■ Task: Extract every line of the data below verbatim, omitting the pictures from your answer.

■ Provided records:
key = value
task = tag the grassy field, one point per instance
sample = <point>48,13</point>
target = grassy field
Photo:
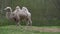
<point>12,29</point>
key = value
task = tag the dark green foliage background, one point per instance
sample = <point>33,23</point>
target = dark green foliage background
<point>44,12</point>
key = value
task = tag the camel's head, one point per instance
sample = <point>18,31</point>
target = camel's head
<point>8,9</point>
<point>17,7</point>
<point>24,8</point>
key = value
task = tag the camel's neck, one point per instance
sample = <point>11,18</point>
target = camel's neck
<point>8,13</point>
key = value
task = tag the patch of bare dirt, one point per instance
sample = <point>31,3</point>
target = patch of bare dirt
<point>44,29</point>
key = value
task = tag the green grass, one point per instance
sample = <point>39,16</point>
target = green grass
<point>20,30</point>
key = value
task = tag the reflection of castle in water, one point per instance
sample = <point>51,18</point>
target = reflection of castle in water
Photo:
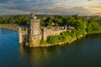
<point>32,34</point>
<point>39,55</point>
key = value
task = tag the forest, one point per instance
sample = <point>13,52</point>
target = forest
<point>83,25</point>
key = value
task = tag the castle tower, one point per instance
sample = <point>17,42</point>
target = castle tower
<point>35,31</point>
<point>20,36</point>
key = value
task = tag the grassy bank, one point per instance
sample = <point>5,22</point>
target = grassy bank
<point>9,26</point>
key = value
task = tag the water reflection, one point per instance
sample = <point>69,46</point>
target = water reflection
<point>39,55</point>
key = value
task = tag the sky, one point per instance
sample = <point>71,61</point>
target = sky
<point>64,7</point>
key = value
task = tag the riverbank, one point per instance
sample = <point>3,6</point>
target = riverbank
<point>9,26</point>
<point>65,43</point>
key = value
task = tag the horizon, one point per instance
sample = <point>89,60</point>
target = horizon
<point>58,7</point>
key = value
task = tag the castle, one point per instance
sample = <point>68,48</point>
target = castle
<point>32,34</point>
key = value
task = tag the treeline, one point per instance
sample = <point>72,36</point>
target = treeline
<point>82,25</point>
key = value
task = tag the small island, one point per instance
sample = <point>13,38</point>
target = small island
<point>52,30</point>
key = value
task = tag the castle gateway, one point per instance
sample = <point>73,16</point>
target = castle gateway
<point>30,35</point>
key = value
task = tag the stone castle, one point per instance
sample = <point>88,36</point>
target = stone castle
<point>32,34</point>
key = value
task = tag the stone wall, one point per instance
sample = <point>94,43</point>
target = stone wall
<point>46,32</point>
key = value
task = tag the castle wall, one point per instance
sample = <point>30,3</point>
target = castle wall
<point>23,33</point>
<point>46,32</point>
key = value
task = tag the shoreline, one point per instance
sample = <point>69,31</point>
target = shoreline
<point>15,28</point>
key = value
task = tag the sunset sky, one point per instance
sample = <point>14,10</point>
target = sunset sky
<point>65,7</point>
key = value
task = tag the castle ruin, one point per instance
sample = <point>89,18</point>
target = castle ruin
<point>32,34</point>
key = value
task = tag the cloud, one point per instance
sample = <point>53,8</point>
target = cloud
<point>49,6</point>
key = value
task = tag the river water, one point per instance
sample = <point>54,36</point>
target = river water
<point>85,52</point>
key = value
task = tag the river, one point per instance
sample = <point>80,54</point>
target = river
<point>85,52</point>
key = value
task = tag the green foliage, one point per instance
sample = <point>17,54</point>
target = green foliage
<point>94,27</point>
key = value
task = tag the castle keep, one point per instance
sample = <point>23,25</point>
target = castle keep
<point>31,34</point>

■ Result:
key = value
task = tag the grassy field, one point per instance
sample = <point>48,13</point>
target = grassy field
Photo:
<point>12,29</point>
key = value
task = tag the dark green foliage background, one point per instance
sample = <point>33,23</point>
target = dark green foliage background
<point>44,12</point>
key = value
task = tag the camel's head, one point per instance
sample = <point>18,31</point>
target = camel's head
<point>8,9</point>
<point>17,7</point>
<point>24,8</point>
key = value
task = tag the camel's neck, one point per instance
sample = <point>11,18</point>
target = camel's neck
<point>8,13</point>
key = value
task = tag the patch of bare dirt, one point per instance
sample = <point>31,3</point>
target = patch of bare dirt
<point>44,29</point>
key = value
task = tag the green grass, one point per instance
sample = <point>39,16</point>
target = green grass
<point>20,30</point>
key = value
task = tag the reflection of castle in water, one point per instance
sample = <point>51,18</point>
target = reflection of castle in water
Photo:
<point>32,34</point>
<point>39,55</point>
key = value
task = tag the forest, one point per instance
sample = <point>13,52</point>
target = forest
<point>83,25</point>
key = value
task = tag the castle tower, one point per instance
sample = <point>17,42</point>
target = castle tower
<point>35,31</point>
<point>20,36</point>
key = value
task = tag the grassy bank, one point per instance
sample = <point>5,22</point>
target = grassy bank
<point>9,26</point>
key = value
task = tag the water reflection, one point per instance
sample = <point>69,46</point>
target = water reflection
<point>39,55</point>
key = value
task = tag the sky, one point per instance
sample = <point>71,61</point>
target = sky
<point>64,7</point>
key = value
task = tag the riverbank, one point per instance
sample = <point>3,6</point>
target = riverbank
<point>9,26</point>
<point>65,43</point>
key = value
task = tag the horizon, one point per instance
sample = <point>89,60</point>
target = horizon
<point>58,7</point>
key = value
task = tag the castle, one point per instance
sample = <point>68,48</point>
target = castle
<point>32,34</point>
key = value
task = tag the treeline, one point per instance
sample = <point>72,36</point>
target = treeline
<point>82,25</point>
key = value
task = tag the small island, one point per instance
sample = <point>13,38</point>
target = small island
<point>52,30</point>
key = value
task = tag the castle gateway, one point per instance
sample = <point>73,16</point>
target = castle gateway
<point>30,35</point>
key = value
task = tag the stone castle, one point per instance
sample = <point>88,36</point>
target = stone castle
<point>32,34</point>
key = value
task = tag the stone wall, one point per instance
sample = <point>94,43</point>
target = stone wall
<point>46,32</point>
key = value
task = tag the castle wall, one point per instance
sample = <point>30,3</point>
target = castle wall
<point>23,33</point>
<point>46,32</point>
key = value
task = tag the shoreline, one point per instance
sample = <point>69,31</point>
target = shoreline
<point>15,28</point>
key = value
task = tag the sunset sky, one point per instance
sample = <point>14,10</point>
target = sunset sky
<point>65,7</point>
key = value
task = tag the castle ruin, one point per instance
sample = <point>89,18</point>
target = castle ruin
<point>32,34</point>
key = value
task = tag the cloud, one point per instance
sample = <point>53,8</point>
target = cloud
<point>49,6</point>
key = value
task = tag the river water, one point per instance
sample = <point>54,36</point>
target = river water
<point>85,52</point>
key = value
task = tag the river, one point per instance
sample = <point>80,54</point>
target = river
<point>85,52</point>
key = value
task = tag the green foliage, one point per instance
sample = <point>17,54</point>
target = green foliage
<point>94,27</point>
key = value
task = tag the castle keep, one point per instance
sample = <point>23,25</point>
target = castle keep
<point>31,34</point>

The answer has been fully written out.